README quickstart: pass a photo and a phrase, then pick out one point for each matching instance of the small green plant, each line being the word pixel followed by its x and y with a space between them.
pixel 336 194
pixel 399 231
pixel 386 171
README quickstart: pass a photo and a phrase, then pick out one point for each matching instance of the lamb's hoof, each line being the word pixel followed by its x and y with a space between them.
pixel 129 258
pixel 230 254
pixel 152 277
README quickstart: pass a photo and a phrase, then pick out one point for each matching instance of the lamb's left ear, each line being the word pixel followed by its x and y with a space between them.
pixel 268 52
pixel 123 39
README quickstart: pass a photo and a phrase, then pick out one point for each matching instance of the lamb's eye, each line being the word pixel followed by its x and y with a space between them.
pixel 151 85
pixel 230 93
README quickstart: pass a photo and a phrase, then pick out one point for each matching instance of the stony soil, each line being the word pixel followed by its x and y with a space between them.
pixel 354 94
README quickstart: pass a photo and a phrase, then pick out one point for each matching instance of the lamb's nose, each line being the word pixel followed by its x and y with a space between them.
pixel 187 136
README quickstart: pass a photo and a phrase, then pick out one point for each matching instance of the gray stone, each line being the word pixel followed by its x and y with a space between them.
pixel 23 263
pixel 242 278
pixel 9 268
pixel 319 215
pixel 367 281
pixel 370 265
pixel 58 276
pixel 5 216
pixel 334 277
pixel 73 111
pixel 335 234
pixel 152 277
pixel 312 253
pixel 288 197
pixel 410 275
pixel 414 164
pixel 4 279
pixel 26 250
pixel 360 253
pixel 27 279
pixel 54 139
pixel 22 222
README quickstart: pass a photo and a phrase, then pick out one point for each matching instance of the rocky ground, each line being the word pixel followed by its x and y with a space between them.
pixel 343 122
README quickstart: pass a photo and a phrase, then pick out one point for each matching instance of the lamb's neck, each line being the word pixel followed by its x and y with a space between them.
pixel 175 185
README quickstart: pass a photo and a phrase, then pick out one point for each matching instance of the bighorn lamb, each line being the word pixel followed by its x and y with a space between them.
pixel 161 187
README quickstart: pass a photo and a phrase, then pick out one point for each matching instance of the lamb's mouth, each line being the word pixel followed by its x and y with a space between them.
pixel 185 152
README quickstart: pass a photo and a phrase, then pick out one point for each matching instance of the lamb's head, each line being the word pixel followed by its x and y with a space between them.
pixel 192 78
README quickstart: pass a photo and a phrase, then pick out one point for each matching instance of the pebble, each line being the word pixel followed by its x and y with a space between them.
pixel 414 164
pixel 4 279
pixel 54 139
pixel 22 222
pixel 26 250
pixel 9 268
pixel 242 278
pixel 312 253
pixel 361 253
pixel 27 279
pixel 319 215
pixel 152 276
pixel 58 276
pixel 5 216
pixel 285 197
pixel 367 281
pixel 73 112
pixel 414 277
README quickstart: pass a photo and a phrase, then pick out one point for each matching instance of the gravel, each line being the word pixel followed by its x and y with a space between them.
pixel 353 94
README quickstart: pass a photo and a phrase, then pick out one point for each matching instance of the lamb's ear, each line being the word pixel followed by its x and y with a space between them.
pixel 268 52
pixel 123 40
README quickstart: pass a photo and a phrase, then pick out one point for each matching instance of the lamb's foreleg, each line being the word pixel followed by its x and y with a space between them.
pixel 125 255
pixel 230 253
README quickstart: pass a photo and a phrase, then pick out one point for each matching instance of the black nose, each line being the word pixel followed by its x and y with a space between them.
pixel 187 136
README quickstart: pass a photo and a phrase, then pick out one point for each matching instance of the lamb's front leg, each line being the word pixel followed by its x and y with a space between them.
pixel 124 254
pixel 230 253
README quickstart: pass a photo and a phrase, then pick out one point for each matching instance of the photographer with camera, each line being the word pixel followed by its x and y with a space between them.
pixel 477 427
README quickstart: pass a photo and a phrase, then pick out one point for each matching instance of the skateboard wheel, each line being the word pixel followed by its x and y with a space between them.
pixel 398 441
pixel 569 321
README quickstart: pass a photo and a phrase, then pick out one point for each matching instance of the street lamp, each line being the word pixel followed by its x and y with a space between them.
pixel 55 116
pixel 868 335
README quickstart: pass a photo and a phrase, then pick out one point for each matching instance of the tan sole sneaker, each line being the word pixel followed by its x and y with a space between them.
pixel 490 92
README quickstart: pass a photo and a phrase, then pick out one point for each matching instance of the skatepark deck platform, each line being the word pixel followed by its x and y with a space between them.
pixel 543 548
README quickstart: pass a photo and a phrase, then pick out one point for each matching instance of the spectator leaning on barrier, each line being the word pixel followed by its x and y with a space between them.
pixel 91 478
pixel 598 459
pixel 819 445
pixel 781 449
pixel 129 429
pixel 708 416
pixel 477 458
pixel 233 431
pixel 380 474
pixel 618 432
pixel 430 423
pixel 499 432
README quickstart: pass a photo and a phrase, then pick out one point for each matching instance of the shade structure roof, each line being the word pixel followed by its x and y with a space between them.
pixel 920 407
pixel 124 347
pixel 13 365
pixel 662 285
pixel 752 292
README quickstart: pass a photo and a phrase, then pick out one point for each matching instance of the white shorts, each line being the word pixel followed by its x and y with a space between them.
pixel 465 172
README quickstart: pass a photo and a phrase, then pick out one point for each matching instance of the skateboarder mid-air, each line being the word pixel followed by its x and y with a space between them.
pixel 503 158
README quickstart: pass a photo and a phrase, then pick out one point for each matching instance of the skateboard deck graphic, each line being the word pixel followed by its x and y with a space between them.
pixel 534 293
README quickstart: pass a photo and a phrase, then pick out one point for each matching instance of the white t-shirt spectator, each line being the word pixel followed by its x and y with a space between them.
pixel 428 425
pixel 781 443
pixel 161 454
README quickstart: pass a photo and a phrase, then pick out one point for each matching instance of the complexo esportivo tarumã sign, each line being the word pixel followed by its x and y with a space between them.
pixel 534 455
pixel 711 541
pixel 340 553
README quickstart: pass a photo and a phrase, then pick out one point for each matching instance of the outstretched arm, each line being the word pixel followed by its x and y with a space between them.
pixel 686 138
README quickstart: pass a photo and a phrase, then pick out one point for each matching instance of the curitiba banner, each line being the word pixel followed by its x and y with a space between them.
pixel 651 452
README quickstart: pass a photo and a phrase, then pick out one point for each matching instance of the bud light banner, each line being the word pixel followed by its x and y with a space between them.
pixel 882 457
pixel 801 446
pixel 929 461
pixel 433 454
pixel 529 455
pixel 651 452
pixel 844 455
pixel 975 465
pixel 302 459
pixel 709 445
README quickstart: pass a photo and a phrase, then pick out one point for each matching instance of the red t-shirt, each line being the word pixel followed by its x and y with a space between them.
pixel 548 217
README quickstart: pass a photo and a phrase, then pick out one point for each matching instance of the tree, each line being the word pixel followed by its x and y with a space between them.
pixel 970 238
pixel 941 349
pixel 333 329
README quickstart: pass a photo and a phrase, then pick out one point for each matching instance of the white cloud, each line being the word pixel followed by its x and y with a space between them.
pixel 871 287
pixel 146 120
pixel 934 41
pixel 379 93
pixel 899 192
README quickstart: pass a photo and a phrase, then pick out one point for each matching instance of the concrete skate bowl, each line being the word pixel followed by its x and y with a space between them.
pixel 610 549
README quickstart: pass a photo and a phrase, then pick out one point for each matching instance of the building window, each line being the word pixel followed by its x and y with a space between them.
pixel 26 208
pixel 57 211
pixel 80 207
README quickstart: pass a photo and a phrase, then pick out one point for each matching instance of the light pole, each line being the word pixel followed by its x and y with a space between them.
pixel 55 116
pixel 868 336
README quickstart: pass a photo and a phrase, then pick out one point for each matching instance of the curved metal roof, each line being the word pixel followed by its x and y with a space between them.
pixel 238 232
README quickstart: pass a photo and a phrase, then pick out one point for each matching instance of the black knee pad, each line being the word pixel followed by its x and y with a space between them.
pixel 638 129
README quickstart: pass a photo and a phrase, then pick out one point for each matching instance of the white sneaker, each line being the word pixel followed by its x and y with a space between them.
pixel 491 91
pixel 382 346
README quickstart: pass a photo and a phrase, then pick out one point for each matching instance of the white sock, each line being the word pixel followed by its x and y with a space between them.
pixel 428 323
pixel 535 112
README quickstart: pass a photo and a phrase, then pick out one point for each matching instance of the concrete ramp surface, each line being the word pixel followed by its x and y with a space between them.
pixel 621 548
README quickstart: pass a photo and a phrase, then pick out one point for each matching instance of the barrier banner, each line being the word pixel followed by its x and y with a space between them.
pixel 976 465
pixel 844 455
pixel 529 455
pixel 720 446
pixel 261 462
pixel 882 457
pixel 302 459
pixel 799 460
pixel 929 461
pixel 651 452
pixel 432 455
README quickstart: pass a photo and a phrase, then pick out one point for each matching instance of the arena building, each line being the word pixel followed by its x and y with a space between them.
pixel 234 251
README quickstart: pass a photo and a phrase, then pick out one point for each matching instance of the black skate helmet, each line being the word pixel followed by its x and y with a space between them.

- _Brief_:
Retype the stretch of lines from the one containing "the skateboard deck" through the one containing "pixel 534 293", with nothing changed.

- _Correct result_:
README quickstart: pass a photo and a phrase, then pick out one point for each matching instance of the skateboard deck graphic, each line being the word pixel followed by its x and y with a space between them.
pixel 534 293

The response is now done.